* _Dataset extract_
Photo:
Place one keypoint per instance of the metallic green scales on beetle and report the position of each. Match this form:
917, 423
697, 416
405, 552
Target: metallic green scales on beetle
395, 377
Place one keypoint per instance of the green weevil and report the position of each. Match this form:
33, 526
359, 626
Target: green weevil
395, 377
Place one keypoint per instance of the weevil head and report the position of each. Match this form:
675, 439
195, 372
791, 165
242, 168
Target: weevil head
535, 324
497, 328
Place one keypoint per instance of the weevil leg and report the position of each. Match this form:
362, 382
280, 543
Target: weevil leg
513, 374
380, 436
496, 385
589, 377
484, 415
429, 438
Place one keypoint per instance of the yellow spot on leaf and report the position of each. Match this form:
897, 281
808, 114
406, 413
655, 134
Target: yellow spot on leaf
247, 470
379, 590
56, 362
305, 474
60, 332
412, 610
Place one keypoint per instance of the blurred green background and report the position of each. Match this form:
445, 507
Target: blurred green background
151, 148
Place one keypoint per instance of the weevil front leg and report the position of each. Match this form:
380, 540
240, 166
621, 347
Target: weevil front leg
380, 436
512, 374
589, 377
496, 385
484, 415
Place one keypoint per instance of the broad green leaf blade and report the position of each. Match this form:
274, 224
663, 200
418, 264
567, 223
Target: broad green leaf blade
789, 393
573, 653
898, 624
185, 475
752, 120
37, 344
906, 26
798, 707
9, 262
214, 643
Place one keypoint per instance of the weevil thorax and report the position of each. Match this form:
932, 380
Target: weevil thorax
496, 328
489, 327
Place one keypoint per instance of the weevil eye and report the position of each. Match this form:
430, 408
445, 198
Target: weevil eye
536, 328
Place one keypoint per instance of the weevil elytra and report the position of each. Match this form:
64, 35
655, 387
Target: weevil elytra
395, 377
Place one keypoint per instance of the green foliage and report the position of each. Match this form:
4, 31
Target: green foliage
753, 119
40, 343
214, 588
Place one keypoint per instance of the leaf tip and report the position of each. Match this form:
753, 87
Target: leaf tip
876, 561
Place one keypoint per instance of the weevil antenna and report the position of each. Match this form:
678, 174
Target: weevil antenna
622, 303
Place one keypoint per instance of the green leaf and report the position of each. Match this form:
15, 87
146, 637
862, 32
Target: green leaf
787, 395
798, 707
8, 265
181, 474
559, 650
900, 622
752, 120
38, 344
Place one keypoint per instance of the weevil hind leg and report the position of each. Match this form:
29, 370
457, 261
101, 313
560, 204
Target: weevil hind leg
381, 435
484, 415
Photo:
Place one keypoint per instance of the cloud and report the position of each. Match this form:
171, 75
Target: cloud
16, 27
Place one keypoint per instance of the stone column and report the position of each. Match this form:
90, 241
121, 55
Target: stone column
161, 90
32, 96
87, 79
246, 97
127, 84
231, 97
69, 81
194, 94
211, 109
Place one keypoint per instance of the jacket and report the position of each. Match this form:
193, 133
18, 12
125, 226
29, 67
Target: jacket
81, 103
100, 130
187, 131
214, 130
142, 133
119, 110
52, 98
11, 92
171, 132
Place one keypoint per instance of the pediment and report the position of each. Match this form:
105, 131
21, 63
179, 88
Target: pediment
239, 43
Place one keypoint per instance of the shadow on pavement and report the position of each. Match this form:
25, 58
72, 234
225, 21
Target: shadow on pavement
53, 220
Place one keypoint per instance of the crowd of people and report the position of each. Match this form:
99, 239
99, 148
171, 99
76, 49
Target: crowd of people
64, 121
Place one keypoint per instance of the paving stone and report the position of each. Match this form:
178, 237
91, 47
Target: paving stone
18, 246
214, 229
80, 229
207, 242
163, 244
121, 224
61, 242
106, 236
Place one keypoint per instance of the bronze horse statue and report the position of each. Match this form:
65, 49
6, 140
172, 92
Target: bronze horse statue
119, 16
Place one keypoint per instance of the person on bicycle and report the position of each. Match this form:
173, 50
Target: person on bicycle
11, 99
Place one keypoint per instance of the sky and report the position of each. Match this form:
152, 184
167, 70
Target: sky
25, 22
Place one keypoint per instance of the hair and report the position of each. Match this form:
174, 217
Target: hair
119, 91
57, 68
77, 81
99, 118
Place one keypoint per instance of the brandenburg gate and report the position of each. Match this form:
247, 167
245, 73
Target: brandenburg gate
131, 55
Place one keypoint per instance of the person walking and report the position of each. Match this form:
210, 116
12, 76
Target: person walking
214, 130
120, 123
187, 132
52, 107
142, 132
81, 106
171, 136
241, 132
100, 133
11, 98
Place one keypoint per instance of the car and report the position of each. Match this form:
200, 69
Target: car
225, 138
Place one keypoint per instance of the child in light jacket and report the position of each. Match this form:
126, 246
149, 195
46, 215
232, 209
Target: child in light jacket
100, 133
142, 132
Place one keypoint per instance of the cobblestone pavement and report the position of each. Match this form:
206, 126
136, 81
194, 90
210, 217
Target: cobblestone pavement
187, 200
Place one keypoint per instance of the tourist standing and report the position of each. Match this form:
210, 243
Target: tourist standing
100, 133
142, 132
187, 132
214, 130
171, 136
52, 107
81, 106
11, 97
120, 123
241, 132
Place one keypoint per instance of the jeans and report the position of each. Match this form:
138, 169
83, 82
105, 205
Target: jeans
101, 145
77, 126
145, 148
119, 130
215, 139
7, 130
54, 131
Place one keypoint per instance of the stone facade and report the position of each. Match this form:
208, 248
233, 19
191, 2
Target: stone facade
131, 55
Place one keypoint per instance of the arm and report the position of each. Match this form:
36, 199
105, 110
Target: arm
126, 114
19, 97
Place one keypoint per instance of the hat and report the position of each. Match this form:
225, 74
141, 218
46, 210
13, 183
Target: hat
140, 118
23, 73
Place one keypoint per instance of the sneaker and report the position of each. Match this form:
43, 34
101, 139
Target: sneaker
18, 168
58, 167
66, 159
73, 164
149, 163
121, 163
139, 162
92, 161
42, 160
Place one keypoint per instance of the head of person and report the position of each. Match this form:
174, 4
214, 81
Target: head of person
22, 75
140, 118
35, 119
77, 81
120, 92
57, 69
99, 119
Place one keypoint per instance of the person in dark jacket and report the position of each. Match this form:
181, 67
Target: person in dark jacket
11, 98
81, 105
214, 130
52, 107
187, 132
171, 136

* _Problem requirements_
Rewrite every line of the part of the entries that opens with the line containing "Place one keypoint per instance of the hat" and runs through the end of the entries. Offset each answer coordinate by adding 145, and leave all other lines unchanged.

* _Task output_
Place one keypoint per instance of the hat and report the position of each. Match this form:
225, 74
141, 218
46, 210
13, 183
Target: hat
285, 263
168, 218
Place one keypoint per instance of the sneaker and report the position of each. Match this form:
43, 34
101, 139
Target: sneaker
163, 313
203, 312
211, 304
218, 309
294, 308
266, 308
284, 307
237, 306
187, 305
Place one keypoint per instance of the head of person and report the position of each. Match this form:
174, 4
214, 81
Target: head of person
167, 220
285, 263
180, 264
222, 226
265, 237
202, 214
244, 264
Place one keypoint per instance of the person in dark jacket and report the position of each. Match this form:
181, 67
Target: person in dark jacket
156, 243
226, 250
359, 275
197, 252
332, 277
316, 281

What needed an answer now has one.